INSTRUCTIONS TO FOLLOW:
Answer these questions from the biography of Frédéric Bourgeois de Mercey below.
1. In what city was he born?
2. What award did he receive at the Salon in 1838?
3. In what year was his last exhibition?

EXTRACTED TEXT:
Frédéric Bourgeois de Mercey (20 May 1803, Paris – 6 September 1860, La Faloise) was a French painter, art critic, travel writer, and novelist.

== Biography ==
His father was Louis-Frédéric Bourgeois de Mercey, a property manager, originally from Lorraine. He was interested in landscape art; travelling throughout northwestern Europe from 1828 and becoming the first person to climb the Schalfkogel in 1830. During his travels, he created albums of sketches, and many of the paintings that resulted were purchased by the nobility.

From 1831, he was a regular exhibitor of landscapes at the Salon, where he received a second-class medal in 1838. That same year, he married Anna Morgan, with whom he had two sons. In the late 1840s, a progressive eye disease gradually forced him to abandon painting as a regular pursuit. His last, small, exhibition was in 1857.

GIVEN DATA:
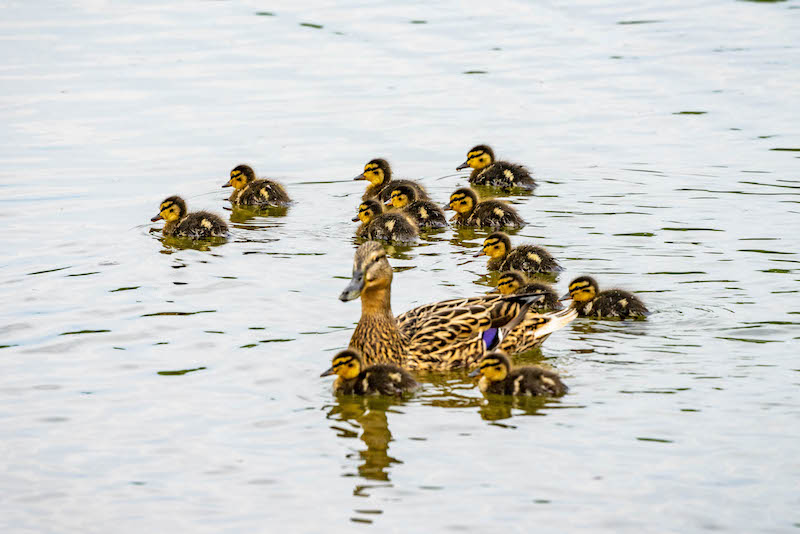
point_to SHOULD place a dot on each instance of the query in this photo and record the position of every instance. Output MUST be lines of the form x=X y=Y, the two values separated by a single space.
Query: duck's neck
x=377 y=302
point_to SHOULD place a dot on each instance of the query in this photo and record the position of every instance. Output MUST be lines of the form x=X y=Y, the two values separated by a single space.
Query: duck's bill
x=354 y=288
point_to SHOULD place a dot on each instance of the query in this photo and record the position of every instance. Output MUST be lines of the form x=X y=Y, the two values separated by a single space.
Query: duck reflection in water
x=368 y=414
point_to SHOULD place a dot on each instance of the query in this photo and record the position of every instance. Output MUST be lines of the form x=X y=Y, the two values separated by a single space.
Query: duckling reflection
x=369 y=415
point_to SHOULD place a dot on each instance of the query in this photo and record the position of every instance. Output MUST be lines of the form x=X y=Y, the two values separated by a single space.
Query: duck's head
x=462 y=200
x=241 y=175
x=402 y=196
x=171 y=209
x=368 y=210
x=371 y=270
x=494 y=366
x=582 y=289
x=377 y=172
x=495 y=246
x=346 y=364
x=510 y=281
x=478 y=157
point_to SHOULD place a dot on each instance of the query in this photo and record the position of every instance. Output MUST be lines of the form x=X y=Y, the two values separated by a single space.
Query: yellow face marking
x=478 y=159
x=373 y=173
x=365 y=213
x=399 y=200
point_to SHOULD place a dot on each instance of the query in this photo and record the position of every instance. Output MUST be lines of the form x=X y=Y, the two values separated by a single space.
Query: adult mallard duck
x=487 y=171
x=423 y=212
x=444 y=335
x=249 y=191
x=380 y=379
x=379 y=175
x=391 y=226
x=615 y=303
x=180 y=223
x=499 y=378
x=472 y=212
x=526 y=258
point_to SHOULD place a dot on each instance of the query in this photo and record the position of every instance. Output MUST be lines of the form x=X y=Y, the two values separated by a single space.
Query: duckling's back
x=617 y=303
x=199 y=225
x=503 y=174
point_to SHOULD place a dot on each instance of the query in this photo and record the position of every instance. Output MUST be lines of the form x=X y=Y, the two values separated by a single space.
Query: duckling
x=498 y=378
x=423 y=212
x=472 y=212
x=249 y=191
x=391 y=226
x=589 y=301
x=197 y=225
x=514 y=282
x=525 y=258
x=487 y=171
x=379 y=174
x=380 y=379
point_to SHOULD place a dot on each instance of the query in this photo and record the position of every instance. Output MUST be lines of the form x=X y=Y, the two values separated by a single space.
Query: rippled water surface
x=150 y=386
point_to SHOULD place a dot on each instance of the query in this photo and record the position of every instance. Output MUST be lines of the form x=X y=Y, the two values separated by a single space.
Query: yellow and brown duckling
x=589 y=301
x=526 y=258
x=487 y=171
x=515 y=282
x=390 y=226
x=380 y=379
x=470 y=211
x=180 y=223
x=379 y=175
x=250 y=191
x=499 y=378
x=443 y=335
x=423 y=212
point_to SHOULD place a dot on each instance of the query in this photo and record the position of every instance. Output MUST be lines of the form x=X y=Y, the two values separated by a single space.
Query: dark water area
x=158 y=384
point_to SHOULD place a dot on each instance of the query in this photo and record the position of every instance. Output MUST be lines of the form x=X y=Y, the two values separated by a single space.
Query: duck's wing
x=535 y=328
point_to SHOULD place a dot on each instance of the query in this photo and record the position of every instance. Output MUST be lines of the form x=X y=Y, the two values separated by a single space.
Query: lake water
x=149 y=387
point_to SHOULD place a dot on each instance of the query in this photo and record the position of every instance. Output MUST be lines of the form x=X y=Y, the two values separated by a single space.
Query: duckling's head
x=171 y=209
x=496 y=246
x=402 y=196
x=377 y=172
x=241 y=175
x=510 y=281
x=371 y=271
x=494 y=366
x=462 y=200
x=582 y=289
x=346 y=364
x=478 y=157
x=368 y=210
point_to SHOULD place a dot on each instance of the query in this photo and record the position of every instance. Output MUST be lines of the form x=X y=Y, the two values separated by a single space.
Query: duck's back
x=391 y=226
x=263 y=193
x=426 y=214
x=495 y=214
x=201 y=224
x=616 y=303
x=529 y=381
x=384 y=379
x=503 y=174
x=530 y=259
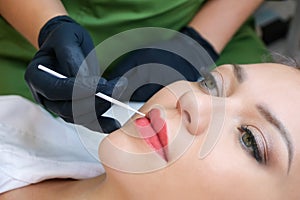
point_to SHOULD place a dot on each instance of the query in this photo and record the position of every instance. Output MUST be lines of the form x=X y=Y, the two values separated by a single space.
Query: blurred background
x=278 y=23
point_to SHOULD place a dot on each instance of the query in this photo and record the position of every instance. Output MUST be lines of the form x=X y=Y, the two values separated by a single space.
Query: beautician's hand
x=158 y=56
x=64 y=45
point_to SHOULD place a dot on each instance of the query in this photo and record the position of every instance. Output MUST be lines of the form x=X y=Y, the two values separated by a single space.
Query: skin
x=228 y=171
x=22 y=15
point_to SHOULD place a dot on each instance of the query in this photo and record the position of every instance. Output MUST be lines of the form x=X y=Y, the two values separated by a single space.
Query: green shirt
x=105 y=18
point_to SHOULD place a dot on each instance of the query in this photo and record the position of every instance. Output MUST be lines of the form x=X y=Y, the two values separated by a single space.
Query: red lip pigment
x=153 y=129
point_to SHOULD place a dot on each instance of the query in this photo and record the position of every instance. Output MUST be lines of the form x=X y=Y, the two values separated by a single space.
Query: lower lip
x=154 y=131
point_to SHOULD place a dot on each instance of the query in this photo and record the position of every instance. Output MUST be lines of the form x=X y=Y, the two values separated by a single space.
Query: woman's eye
x=210 y=86
x=252 y=144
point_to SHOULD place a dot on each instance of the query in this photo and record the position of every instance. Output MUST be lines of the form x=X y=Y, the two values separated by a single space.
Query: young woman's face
x=242 y=144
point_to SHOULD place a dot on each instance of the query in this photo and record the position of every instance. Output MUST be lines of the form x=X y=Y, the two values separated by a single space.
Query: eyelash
x=215 y=91
x=253 y=144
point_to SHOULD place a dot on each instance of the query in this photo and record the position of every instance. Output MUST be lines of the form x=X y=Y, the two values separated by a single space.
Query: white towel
x=34 y=146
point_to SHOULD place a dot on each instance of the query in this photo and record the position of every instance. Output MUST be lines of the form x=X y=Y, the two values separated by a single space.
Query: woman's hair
x=279 y=58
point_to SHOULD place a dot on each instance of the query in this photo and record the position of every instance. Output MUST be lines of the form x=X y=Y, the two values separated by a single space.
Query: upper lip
x=153 y=129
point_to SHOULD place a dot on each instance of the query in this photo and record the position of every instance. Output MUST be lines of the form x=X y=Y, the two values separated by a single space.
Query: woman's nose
x=196 y=110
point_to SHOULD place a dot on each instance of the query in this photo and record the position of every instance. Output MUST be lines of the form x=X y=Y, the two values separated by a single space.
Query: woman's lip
x=153 y=129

OUTPUT FOR THIS TASK:
1. Paris
2. A second-class medal
3. 1857